Start of RECORD EXCERPTS

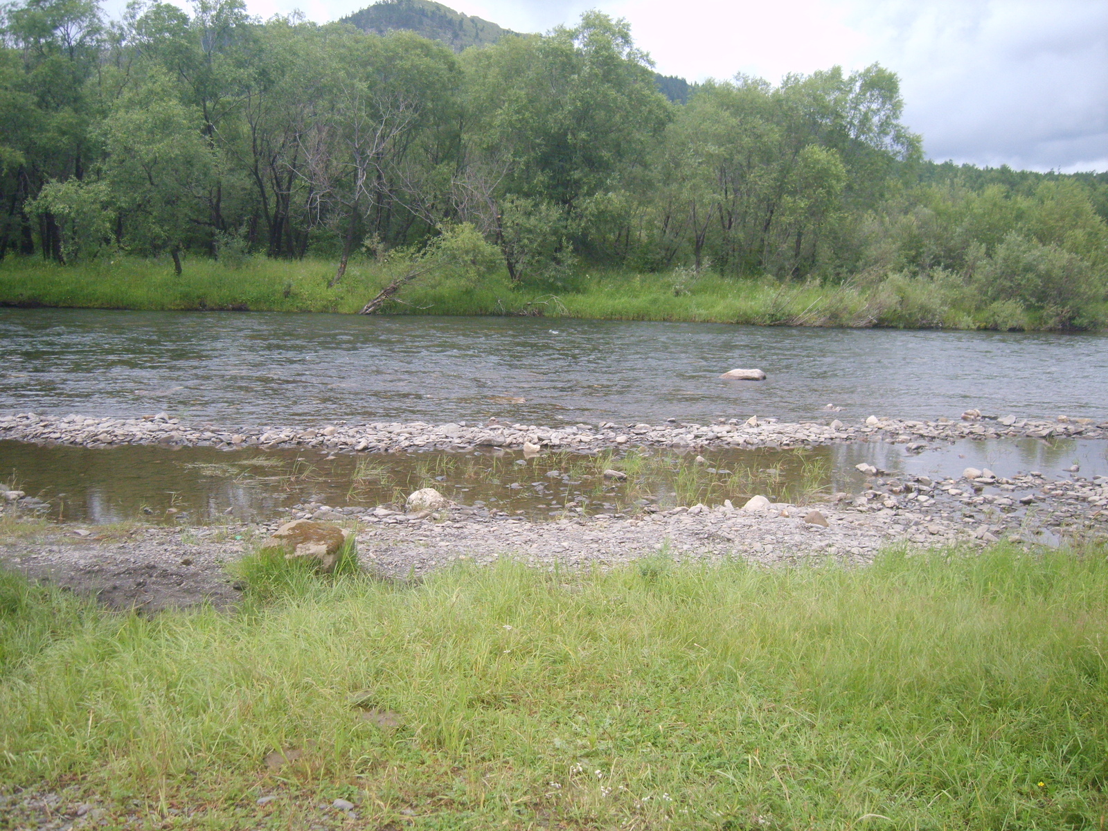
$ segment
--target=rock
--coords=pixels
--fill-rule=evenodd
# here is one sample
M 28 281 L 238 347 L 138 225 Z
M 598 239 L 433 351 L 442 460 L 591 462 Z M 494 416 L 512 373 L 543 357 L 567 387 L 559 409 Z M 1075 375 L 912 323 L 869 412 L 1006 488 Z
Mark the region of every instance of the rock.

End of RECORD EXCERPTS

SHORT PROBLEM: Present each nonblank line of the records above as a row in a Markdown table with the columns Num and Content, numbering the rows in order. Leave the pictures out of the answer.

WORKED ANSWER:
| Num | Content |
|---|---|
| 1 | $ segment |
| 2 | --target=rock |
| 3 | --coords=pixels |
| 4 | --fill-rule=evenodd |
| 5 | # here is one sample |
| 6 | M 28 281 L 238 347 L 138 225 Z |
| 7 | M 598 239 L 433 351 L 442 460 L 591 462 Z M 494 416 L 512 373 L 543 357 L 567 387 L 559 409 Z M 1075 375 L 912 323 L 869 412 L 1006 488 Z |
| 8 | Mark the region of every instance of the rock. |